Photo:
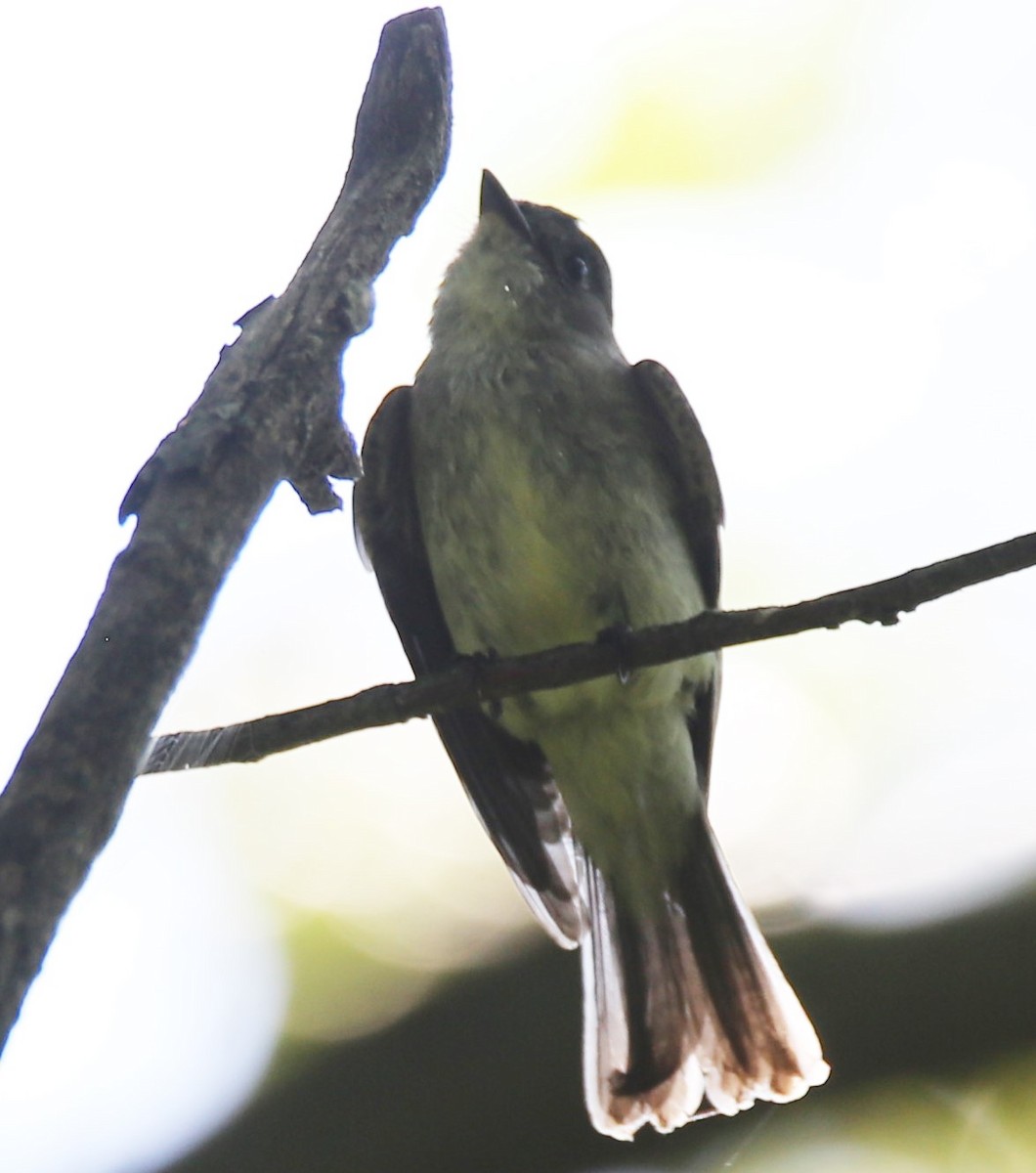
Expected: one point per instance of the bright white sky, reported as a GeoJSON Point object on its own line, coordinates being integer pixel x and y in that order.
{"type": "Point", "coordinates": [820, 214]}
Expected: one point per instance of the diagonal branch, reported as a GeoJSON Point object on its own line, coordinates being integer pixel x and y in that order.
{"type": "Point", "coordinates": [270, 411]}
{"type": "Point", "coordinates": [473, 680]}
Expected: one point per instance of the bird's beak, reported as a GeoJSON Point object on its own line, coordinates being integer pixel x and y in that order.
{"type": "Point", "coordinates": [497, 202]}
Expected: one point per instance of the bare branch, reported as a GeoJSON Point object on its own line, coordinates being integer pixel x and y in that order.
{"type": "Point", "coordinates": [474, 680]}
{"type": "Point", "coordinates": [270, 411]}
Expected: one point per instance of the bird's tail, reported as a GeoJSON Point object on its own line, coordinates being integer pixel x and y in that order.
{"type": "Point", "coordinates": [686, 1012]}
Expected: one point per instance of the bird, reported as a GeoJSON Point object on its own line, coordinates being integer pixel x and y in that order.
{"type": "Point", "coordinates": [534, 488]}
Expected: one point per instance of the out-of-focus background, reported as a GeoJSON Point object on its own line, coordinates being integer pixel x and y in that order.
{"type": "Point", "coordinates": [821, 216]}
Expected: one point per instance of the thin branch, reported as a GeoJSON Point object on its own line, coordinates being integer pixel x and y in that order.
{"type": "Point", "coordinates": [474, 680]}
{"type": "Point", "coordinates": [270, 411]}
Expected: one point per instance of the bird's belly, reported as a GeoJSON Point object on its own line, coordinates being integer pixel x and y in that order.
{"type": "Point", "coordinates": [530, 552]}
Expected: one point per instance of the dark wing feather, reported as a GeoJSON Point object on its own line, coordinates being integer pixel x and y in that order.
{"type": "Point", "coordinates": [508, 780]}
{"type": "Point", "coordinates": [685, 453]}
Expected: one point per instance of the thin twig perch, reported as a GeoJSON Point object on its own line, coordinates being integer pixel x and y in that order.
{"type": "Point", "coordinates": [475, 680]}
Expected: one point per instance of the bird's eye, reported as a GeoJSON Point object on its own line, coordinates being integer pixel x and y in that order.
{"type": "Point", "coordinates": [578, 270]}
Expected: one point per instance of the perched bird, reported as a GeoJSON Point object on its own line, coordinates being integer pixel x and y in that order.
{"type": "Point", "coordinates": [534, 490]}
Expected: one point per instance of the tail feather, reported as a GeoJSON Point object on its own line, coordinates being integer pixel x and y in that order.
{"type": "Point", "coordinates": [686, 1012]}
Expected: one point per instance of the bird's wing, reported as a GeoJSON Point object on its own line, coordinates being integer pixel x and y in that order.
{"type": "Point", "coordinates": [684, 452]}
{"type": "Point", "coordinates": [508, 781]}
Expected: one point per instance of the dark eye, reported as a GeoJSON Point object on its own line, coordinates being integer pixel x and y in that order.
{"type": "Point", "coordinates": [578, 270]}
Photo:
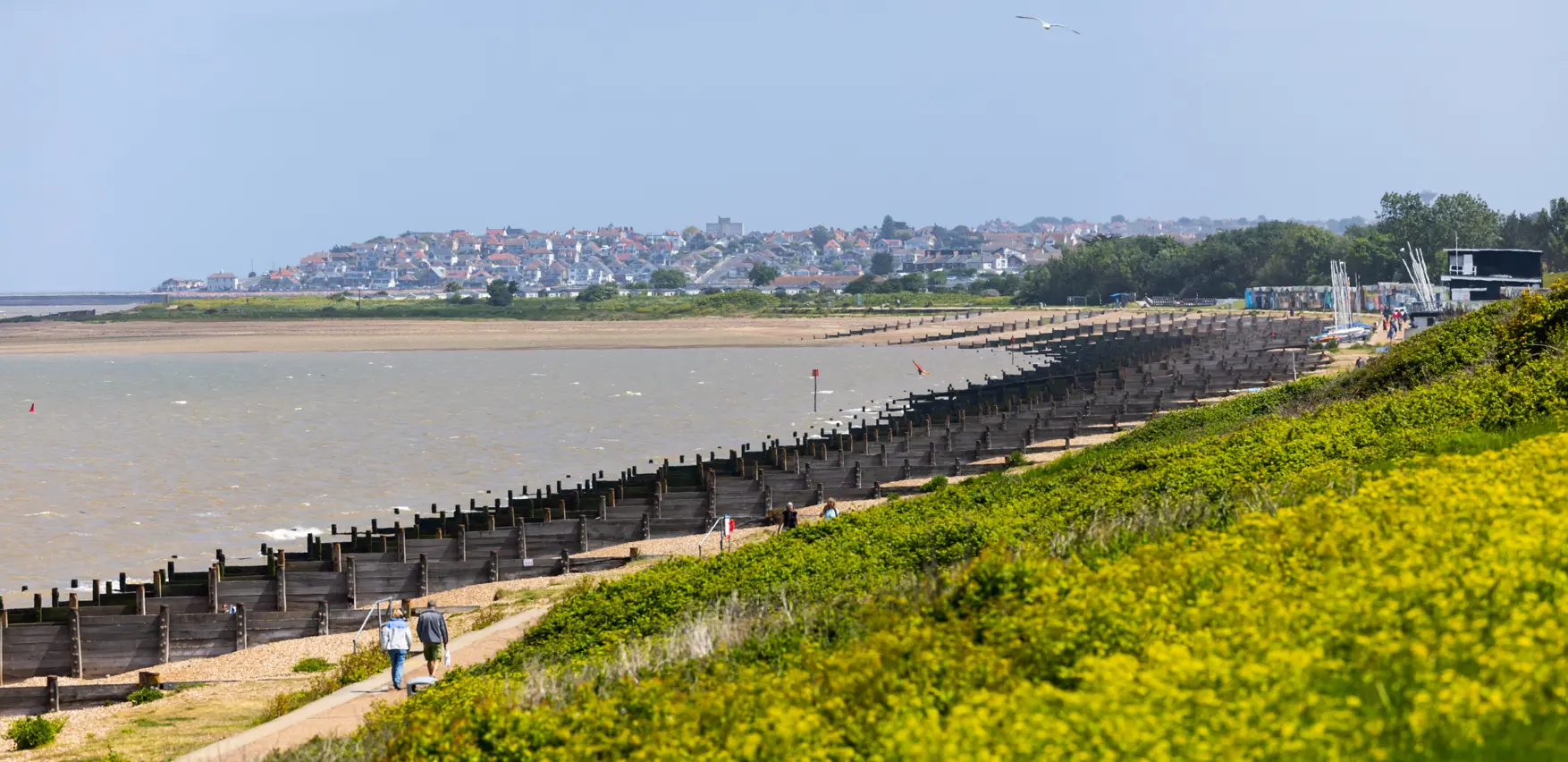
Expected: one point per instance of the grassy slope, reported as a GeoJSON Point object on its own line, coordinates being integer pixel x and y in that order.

Exercise: Please rewrite the stretch of rows from the one containing "Expected: one point per instance of the tail" through the end of the rows, replacing "own line" with "separate line" and leaving everything else unchanged. Omit the pictures from your answer.

Output:
Expected: one point per instance of the tail feather, reported as a GeoJSON Point object on its separate line, coordinates being integer pixel x and y in that order.
{"type": "Point", "coordinates": [686, 1012]}
Expected: one point per instance of the bird's wing, reported as a GeoJSON Point object on its separate line, coordinates being integer pixel x and y in that order.
{"type": "Point", "coordinates": [684, 452]}
{"type": "Point", "coordinates": [508, 781]}
Expected: one point per instance of the dark eye, reported as a GeoJSON Point object on its separate line, coordinates being integer pixel x and y in that order.
{"type": "Point", "coordinates": [578, 270]}
Photo:
Expected: one point per instance of the grassy slope, reported as a GeoJSON Point object on its separate line, coordinates being integer pixel x and y in that order.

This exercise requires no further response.